■ 課題 1 ■
提示文の内容を2文で要約せよ。
■ 課題 2 ■
提示文について次の問いに答えよ。
(a) 大学では何学部に在籍していたか。
(b) 司法試験に合格したのは大学卒業後何年目くらいか。
(c) 全国展開する事務所で働くことを決めた転機は、誰の都合で訪れたか。
■ 課題 3 ■
提示文のうち、「今回ご紹介するのは、民事系で」から「として働くことを選びました。」までの部分を一字一句変えずに出力すること。
---------- 提示文 ----------
今回ご紹介するのは、民事系で長年のキャリアを持つシニア女性弁護士の転職体験談です。二人の子どもの出産・育児を経験しつつも、弁護士業は引退せずに継続。夫婦で長らく事務所を経営してきました。その後夫の都合で転機が訪れ、全国展開する事務所で働くことを決意します。そして、今年からは事務所を変えて、また新たなチャレンジをスタートさせる同氏。人生の岐路に立つ若手弁護士たちに対して「あがいても良いし、かっこよくなくても良いので、自分のやりたいことをどんどんやってみてほしい」と語ってくださいました。

女性弁護士のロールモデルが少ないなか、育児と仕事の両立に挑む

——まずは、これまでのキャリアについて伺っていければと思います。

大学は法学部だったので、周りの影響もあって司法試験に挑戦。大学を卒業して3年目くらいに合格しました。公務員という選択肢も考えたのですが、転勤のない法律事務所の弁護士として働くことを選びました。
---------- 提供データ ----------
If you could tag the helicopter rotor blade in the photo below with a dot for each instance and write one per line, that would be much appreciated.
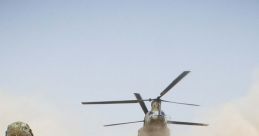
(141, 102)
(112, 102)
(189, 104)
(122, 123)
(186, 123)
(170, 86)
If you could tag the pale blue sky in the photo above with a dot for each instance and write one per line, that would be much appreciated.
(69, 51)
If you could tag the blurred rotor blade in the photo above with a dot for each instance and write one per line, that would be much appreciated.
(186, 123)
(112, 102)
(189, 104)
(141, 102)
(180, 77)
(122, 123)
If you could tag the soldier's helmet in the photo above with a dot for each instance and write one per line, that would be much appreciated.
(18, 129)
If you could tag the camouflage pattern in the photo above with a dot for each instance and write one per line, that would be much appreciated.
(18, 129)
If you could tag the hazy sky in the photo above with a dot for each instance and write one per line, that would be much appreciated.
(56, 54)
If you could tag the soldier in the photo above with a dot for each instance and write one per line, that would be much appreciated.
(18, 129)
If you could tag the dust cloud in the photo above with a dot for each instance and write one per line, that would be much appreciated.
(236, 118)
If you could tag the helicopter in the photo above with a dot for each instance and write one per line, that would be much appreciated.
(155, 121)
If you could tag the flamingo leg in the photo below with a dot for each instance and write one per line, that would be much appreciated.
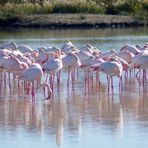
(68, 80)
(112, 85)
(33, 93)
(138, 76)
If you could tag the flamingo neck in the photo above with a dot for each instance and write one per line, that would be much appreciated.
(48, 88)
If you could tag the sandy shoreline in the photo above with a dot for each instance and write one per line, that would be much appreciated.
(75, 20)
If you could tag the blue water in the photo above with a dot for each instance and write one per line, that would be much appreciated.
(76, 117)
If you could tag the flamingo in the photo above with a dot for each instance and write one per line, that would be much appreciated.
(108, 54)
(24, 49)
(140, 62)
(35, 73)
(68, 47)
(9, 45)
(131, 48)
(111, 68)
(52, 67)
(71, 61)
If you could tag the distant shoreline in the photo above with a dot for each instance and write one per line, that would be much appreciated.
(75, 21)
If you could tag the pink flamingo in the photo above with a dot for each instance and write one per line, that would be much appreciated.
(52, 67)
(9, 45)
(140, 62)
(35, 73)
(131, 48)
(71, 61)
(111, 68)
(24, 48)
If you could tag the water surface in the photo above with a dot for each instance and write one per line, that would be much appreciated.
(76, 117)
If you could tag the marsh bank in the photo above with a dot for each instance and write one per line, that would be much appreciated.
(74, 20)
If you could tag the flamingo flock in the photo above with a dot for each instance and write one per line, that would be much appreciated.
(28, 65)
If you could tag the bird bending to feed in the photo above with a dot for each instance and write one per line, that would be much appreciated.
(111, 68)
(35, 73)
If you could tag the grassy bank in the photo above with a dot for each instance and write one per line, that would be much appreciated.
(17, 11)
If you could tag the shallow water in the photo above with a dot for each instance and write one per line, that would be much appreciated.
(76, 116)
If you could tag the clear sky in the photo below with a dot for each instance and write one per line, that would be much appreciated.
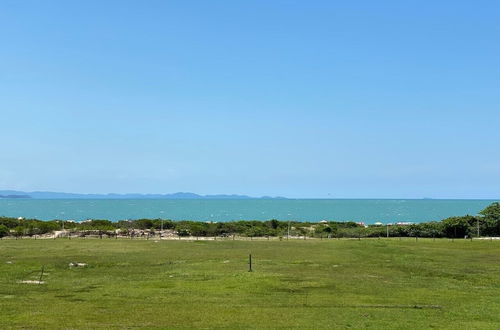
(328, 99)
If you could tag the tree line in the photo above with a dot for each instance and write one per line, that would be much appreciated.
(487, 223)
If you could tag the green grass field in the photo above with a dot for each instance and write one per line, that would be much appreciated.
(295, 284)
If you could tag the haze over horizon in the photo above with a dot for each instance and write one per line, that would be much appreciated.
(319, 100)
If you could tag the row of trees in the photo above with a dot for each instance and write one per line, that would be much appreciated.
(487, 224)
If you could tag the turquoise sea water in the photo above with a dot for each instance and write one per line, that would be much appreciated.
(366, 210)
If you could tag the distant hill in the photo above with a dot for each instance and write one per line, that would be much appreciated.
(178, 195)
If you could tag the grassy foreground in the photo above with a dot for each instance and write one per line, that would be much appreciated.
(387, 283)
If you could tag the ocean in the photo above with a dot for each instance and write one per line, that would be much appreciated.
(364, 210)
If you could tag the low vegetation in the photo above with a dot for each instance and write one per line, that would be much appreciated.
(486, 224)
(346, 283)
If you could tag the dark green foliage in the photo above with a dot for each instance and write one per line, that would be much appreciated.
(453, 227)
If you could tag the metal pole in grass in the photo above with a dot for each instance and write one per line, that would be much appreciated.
(288, 235)
(41, 275)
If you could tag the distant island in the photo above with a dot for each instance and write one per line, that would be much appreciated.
(178, 195)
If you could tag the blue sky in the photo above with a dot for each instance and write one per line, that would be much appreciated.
(327, 99)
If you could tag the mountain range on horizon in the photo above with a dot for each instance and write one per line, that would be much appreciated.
(178, 195)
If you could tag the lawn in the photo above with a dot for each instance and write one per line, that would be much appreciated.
(386, 283)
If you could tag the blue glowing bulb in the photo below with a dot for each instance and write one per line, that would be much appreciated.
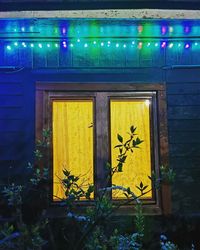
(187, 46)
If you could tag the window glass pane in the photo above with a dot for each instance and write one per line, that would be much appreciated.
(72, 142)
(137, 168)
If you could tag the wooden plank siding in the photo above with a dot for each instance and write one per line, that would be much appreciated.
(183, 87)
(17, 104)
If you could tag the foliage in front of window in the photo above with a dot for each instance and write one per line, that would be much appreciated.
(25, 231)
(92, 228)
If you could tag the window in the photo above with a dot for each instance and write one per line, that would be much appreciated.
(85, 120)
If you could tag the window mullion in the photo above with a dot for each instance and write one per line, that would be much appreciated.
(102, 140)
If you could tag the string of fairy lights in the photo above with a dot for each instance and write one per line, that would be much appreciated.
(102, 44)
(72, 36)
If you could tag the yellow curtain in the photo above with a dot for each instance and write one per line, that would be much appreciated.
(123, 114)
(72, 142)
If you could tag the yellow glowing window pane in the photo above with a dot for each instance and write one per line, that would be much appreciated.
(72, 142)
(137, 167)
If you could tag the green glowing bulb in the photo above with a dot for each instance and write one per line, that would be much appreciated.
(8, 47)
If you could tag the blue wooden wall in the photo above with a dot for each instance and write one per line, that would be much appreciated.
(17, 104)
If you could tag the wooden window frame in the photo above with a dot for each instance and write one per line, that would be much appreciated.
(47, 92)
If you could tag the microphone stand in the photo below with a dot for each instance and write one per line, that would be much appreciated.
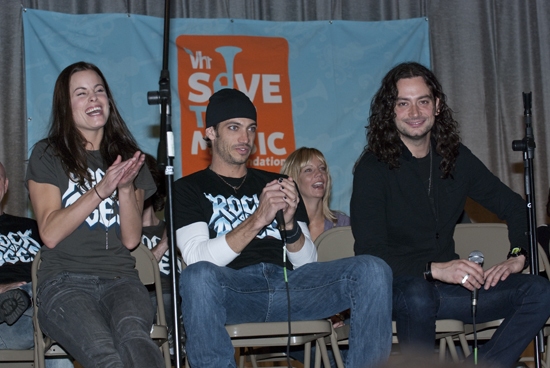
(527, 145)
(165, 159)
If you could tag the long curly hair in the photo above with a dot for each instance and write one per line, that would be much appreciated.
(382, 136)
(67, 141)
(294, 164)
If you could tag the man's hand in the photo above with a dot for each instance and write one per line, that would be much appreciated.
(455, 271)
(501, 271)
(11, 285)
(278, 195)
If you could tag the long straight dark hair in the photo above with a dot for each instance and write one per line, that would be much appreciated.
(67, 141)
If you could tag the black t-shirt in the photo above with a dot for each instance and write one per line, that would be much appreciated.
(19, 243)
(205, 197)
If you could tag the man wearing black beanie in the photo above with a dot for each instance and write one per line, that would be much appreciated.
(226, 230)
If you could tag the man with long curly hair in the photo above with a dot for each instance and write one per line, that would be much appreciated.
(410, 186)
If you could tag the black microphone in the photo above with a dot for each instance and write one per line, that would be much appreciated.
(477, 257)
(281, 224)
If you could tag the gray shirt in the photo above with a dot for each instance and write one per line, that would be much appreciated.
(94, 248)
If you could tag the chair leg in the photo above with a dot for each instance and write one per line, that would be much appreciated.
(307, 354)
(464, 344)
(317, 356)
(452, 349)
(336, 350)
(442, 348)
(322, 347)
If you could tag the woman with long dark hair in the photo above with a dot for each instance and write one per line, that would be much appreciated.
(87, 185)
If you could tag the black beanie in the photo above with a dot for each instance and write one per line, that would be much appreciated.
(227, 104)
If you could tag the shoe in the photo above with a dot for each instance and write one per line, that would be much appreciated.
(13, 303)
----------
■ 模範解答 1 ■
民事系で長年のキャリアを持つシニア女性弁護士は、二人の子どもの出産・育児を経験しながら弁護士業を続け、夫婦で長く事務所を経営した後、夫の都合で全国展開する事務所に移り、今年からはさらに事務所を変えて新たな挑戦を始める。大学は法学部で、卒業後3年目くらいに司法試験に合格し、公務員も考えたが転勤のない法律事務所の弁護士として働く道を選んだ。

■ 模範解答 2 ■
(a) 法学部
(b) 3年目くらい
(c) 夫の都合

■ 模範解答 3 ■
今回ご紹介するのは、民事系で長年のキャリアを持つシニア女性弁護士の転職体験談です。二人の子どもの出産・育児を経験しつつも、弁護士業は引退せずに継続。夫婦で長らく事務所を経営してきました。その後夫の都合で転機が訪れ、全国展開する事務所で働くことを決意します。そして、今年からは事務所を変えて、また新たなチャレンジをスタートさせる同氏。人生の岐路に立つ若手弁護士たちに対して「あがいても良いし、かっこよくなくても良いので、自分のやりたいことをどんどんやってみてほしい」と語ってくださいました。

女性弁護士のロールモデルが少ないなか、育児と仕事の両立に挑む

——まずは、これまでのキャリアについて伺っていければと思います。

大学は法学部だったので、周りの影響もあって司法試験に挑戦。大学を卒業して3年目くらいに合格しました。公務員という選択肢も考えたのですが、転勤のない法律事務所の弁護士として働くことを選びました。